## Required action:
Answer with a number only, giving how many lines in the data below include "front".

Collection entries:
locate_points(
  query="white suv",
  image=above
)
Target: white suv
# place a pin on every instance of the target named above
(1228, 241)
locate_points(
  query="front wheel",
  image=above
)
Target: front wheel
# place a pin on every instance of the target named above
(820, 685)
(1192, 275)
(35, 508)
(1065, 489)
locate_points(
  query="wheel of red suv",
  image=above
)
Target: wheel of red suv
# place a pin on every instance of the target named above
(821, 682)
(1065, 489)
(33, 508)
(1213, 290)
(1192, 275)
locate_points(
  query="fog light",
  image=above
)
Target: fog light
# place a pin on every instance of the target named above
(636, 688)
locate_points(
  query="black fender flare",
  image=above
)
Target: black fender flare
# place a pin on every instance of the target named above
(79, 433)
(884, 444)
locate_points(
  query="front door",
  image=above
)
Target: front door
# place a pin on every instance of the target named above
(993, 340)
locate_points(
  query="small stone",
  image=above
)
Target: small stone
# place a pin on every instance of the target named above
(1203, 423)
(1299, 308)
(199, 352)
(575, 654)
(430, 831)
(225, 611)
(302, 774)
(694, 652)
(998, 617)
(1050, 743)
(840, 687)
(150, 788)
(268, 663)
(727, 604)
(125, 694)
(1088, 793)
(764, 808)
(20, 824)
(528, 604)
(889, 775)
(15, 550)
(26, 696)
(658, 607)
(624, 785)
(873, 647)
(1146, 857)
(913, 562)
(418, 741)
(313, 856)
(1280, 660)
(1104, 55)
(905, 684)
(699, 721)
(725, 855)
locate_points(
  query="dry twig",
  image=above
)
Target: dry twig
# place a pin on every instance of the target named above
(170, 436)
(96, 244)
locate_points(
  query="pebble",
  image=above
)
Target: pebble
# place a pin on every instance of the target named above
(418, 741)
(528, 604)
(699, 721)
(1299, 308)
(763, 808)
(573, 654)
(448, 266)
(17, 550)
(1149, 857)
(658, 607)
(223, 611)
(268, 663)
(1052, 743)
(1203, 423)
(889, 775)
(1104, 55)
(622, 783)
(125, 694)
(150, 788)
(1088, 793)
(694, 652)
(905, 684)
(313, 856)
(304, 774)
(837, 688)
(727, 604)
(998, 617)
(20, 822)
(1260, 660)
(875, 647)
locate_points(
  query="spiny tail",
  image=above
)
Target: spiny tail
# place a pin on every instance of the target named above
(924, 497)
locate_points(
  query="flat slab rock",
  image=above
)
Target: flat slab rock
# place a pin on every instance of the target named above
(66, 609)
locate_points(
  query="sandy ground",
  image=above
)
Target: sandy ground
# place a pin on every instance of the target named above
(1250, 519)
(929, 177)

## Response to the exercise:
4